=== Section Start ===

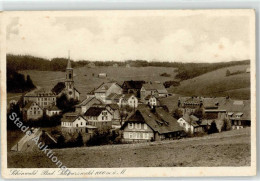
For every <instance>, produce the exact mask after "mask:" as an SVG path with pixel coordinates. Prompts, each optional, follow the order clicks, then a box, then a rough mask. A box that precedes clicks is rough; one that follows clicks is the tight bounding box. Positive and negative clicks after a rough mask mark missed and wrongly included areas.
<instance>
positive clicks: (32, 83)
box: [26, 75, 35, 89]
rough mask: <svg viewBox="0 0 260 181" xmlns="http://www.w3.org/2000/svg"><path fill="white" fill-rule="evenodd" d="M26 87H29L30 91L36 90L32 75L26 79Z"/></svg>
mask: <svg viewBox="0 0 260 181" xmlns="http://www.w3.org/2000/svg"><path fill="white" fill-rule="evenodd" d="M26 86H27V88H28V89H34V88H35V85H34V84H33V82H32V79H31V77H30V75H27V77H26Z"/></svg>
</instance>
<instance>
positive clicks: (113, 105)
mask: <svg viewBox="0 0 260 181" xmlns="http://www.w3.org/2000/svg"><path fill="white" fill-rule="evenodd" d="M107 106H109V107H111V109H113V110H117V109H119V106H118V104H108V105H107Z"/></svg>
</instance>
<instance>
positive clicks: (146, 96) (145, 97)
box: [144, 95, 157, 100]
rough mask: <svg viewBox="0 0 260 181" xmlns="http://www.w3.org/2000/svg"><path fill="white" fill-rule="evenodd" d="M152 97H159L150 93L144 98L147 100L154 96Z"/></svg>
mask: <svg viewBox="0 0 260 181" xmlns="http://www.w3.org/2000/svg"><path fill="white" fill-rule="evenodd" d="M152 97H154V98H155V99H157V98H156V97H155V96H154V95H148V96H146V97H145V98H144V99H145V100H149V99H150V98H152Z"/></svg>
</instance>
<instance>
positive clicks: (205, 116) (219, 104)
mask: <svg viewBox="0 0 260 181" xmlns="http://www.w3.org/2000/svg"><path fill="white" fill-rule="evenodd" d="M202 100H203V105H202V108H203V112H204V118H205V119H208V120H212V119H217V120H223V119H224V118H225V116H226V110H225V109H220V106H221V105H223V104H225V102H226V101H227V98H226V97H214V98H203V99H202Z"/></svg>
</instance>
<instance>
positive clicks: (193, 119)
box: [182, 114, 200, 127]
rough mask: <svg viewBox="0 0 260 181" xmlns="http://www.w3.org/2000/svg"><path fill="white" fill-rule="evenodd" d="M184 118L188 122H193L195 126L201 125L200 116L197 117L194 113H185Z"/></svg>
mask: <svg viewBox="0 0 260 181" xmlns="http://www.w3.org/2000/svg"><path fill="white" fill-rule="evenodd" d="M182 119H184V120H185V121H186V122H187V123H189V124H191V125H192V126H193V127H199V126H200V125H199V124H198V121H199V118H197V117H196V116H194V115H188V114H184V115H183V117H182Z"/></svg>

=== Section End ===

Reproduce all of the data above with every "positive clicks" swapped for "foreground clicks" and everything else unchanged. Omit the pictures.

For every <instance>, produce the exact mask after "mask:" as an SVG path with pixel coordinates. Prompts, each optional, follow the order clicks, then a box, then a rough mask. A box that precedes clicks is rough; one that follows clicks is the tight bounding box. Positive and negative clicks after a rough mask mark missed and wrongly included areas.
<instance>
foreground clicks: (32, 83)
box: [26, 75, 35, 89]
rough mask: <svg viewBox="0 0 260 181" xmlns="http://www.w3.org/2000/svg"><path fill="white" fill-rule="evenodd" d="M26 87H29L30 91L36 90L32 75L26 79Z"/></svg>
mask: <svg viewBox="0 0 260 181" xmlns="http://www.w3.org/2000/svg"><path fill="white" fill-rule="evenodd" d="M26 86H27V88H28V89H34V88H35V85H34V84H33V82H32V79H31V77H30V75H27V77H26Z"/></svg>
</instance>
<instance>
foreground clicks: (113, 105)
mask: <svg viewBox="0 0 260 181" xmlns="http://www.w3.org/2000/svg"><path fill="white" fill-rule="evenodd" d="M107 106H109V107H111V109H113V110H117V109H119V106H118V104H108V105H107Z"/></svg>
</instance>
<instance>
foreground clicks: (146, 96) (145, 97)
box: [144, 95, 157, 100]
rough mask: <svg viewBox="0 0 260 181" xmlns="http://www.w3.org/2000/svg"><path fill="white" fill-rule="evenodd" d="M152 97H159L150 93L144 98L147 100L154 96Z"/></svg>
mask: <svg viewBox="0 0 260 181" xmlns="http://www.w3.org/2000/svg"><path fill="white" fill-rule="evenodd" d="M152 97H154V98H155V99H157V98H156V97H155V96H154V95H148V96H146V97H145V98H144V99H145V100H149V99H150V98H152Z"/></svg>
</instance>
<instance>
foreground clicks: (205, 116) (219, 104)
mask: <svg viewBox="0 0 260 181" xmlns="http://www.w3.org/2000/svg"><path fill="white" fill-rule="evenodd" d="M202 100H203V105H202V108H203V112H204V118H205V119H208V120H212V119H217V120H223V119H224V118H225V116H226V110H225V109H220V106H221V105H223V104H225V102H226V101H227V98H226V97H214V98H203V99H202Z"/></svg>
</instance>
<instance>
foreground clicks: (193, 119)
box: [182, 114, 200, 127]
rough mask: <svg viewBox="0 0 260 181" xmlns="http://www.w3.org/2000/svg"><path fill="white" fill-rule="evenodd" d="M184 118L188 122H193L195 126L201 125L200 116L197 117L194 113H185Z"/></svg>
mask: <svg viewBox="0 0 260 181" xmlns="http://www.w3.org/2000/svg"><path fill="white" fill-rule="evenodd" d="M182 119H184V120H185V121H186V122H187V123H189V124H191V125H192V126H193V127H199V126H200V125H199V124H198V121H199V118H197V117H196V116H194V115H188V114H184V115H183V117H182Z"/></svg>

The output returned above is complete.